:: TEXT UNDER STUDY

1999–2000 DFB-Pokal Frauen

Tournament details
- Country: Germany
- Teams: 32

Final positions
- Champions: FFC Frankfurt
- Runners-up: Sportfreunde Siegen

Tournament statistics
- Matches played: 28

= 1999–2000 DFB-Pokal Frauen =

The 1999–2000 DFB-Pokal Frauen was the 20th season of the cup competition, Germany's second-most important title in women's football. The first round of the competition was held from 22–25 August 1999. In the final which was held in Berlin on 6 May 2000, FFC Frankfurt defeated Sportfreunde Siegen 2–1 and successfully defended their title from the previous season.

==First round==

| RSV Windhorst Drosendorf | –^{*} | 1. FC Nürnberg |
| TuS Ahrbach | –^{*} | 1. FC Saarbrücken |
22 August 1999
| FSV Schwarzbach | 1 – 2 | FSV Frankfurt |
| Heike Rheine | 2 – 1 | Flaesheim-Hillen |
| Lorbeer Rothenburgsort | 0 – 4 | FCR Duisburg |
| Erzgebirge Aue | 0 – 3 | WSV Wolfsburg-Wendschott |
| Wittenseer SV | 3 – 2 | FF USV Jena |
| Wattenscheid 09 | 4 – 5 | GSV Moers |
| SG Sand | 2 – 7 | FFC Frankfurt |
| SV Oberteuringen | 6 – 1 | FC Viktoria Neckarshausen |
| SC Freiburg | 0 – 5 | SC 07 Bad Neuenahr |
| FSV Westerstede | 0 – 7 | Grün-Weiss Brauweiler |
| Turbine Potsdam II | 0 – 15 | Turbine Potsdam |
| Hertha Zehlendorf | 3 – 2 | BVB Halle | (aet) |
| SpVgg Oberaußem-Fortuna | 0 – 6 | Sportfreunde Siegen |
25 August 1999
| 1. FC Saarbrücken II | 0 – 3 | TuS Niederkirchen |

^{*} Windhorst Drosendorf and Ahrbach withdrew their teams. Nürnberg and Saarbücken thus advanced to the next round.

::::

● PROBLEM A: According to the article on the cup season, in which city was the final held?
The entries that follow have no connection to the article on the cup season.

:: AVAILABLE RECORDS

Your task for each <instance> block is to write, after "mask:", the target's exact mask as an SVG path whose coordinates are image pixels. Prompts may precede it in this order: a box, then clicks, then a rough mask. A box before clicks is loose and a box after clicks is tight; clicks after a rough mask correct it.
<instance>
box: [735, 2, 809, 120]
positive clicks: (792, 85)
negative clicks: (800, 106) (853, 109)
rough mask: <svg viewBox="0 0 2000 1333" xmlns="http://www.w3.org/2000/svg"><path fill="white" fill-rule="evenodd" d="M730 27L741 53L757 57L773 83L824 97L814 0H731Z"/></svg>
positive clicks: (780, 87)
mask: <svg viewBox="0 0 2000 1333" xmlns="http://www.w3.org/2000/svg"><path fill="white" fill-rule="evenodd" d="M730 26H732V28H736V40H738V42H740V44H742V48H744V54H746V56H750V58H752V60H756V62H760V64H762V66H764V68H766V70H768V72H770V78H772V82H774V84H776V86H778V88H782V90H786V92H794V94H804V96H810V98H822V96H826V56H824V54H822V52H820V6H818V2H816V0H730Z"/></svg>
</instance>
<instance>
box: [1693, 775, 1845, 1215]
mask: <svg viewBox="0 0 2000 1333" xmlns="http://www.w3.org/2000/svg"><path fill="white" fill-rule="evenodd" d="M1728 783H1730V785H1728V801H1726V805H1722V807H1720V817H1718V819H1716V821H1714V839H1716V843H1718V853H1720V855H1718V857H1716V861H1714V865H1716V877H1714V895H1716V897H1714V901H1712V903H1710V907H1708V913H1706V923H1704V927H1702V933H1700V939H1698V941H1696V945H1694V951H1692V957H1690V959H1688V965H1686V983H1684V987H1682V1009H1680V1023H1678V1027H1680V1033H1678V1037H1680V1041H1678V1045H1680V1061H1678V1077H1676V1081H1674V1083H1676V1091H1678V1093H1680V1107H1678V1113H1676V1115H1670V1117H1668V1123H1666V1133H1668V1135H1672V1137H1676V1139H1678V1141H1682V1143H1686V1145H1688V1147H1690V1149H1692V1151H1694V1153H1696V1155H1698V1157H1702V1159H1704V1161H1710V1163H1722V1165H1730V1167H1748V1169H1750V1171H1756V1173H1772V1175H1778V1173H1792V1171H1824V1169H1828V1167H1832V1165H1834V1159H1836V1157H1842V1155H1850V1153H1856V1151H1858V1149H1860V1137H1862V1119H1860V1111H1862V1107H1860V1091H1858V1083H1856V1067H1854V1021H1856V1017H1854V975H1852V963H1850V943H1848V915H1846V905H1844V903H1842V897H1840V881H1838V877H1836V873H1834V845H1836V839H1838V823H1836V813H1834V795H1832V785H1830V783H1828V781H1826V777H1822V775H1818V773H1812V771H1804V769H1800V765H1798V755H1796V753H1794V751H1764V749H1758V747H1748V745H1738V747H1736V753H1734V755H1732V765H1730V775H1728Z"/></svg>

::::

● PROBLEM B: Reproduce the entries word for word, from their first line up to and including the line that contains "positive clicks: (780, 87)".

● OUTPUT A: Berlin

● OUTPUT B:
Your task for each <instance> block is to write, after "mask:", the target's exact mask as an SVG path whose coordinates are image pixels. Prompts may precede it in this order: a box, then clicks, then a rough mask. A box before clicks is loose and a box after clicks is tight; clicks after a rough mask correct it.
<instance>
box: [735, 2, 809, 120]
positive clicks: (792, 85)
negative clicks: (800, 106) (853, 109)
rough mask: <svg viewBox="0 0 2000 1333" xmlns="http://www.w3.org/2000/svg"><path fill="white" fill-rule="evenodd" d="M730 27L741 53L757 57L773 83L824 97L814 0H731Z"/></svg>
positive clicks: (780, 87)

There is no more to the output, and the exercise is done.